Please retype every one of the following records line for line, with no changes to any character.

Rows =>
• • • • • • •
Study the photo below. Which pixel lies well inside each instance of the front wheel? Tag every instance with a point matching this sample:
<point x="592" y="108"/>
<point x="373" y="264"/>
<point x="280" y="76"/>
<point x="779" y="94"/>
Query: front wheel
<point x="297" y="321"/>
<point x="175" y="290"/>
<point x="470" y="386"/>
• • • • • • •
Written response =>
Study the photo below. Which pixel lies well inside each instance of the front wheel? Tag every instance with a point matching this sample:
<point x="592" y="108"/>
<point x="373" y="264"/>
<point x="280" y="76"/>
<point x="779" y="94"/>
Query: front wheel
<point x="297" y="321"/>
<point x="175" y="290"/>
<point x="470" y="386"/>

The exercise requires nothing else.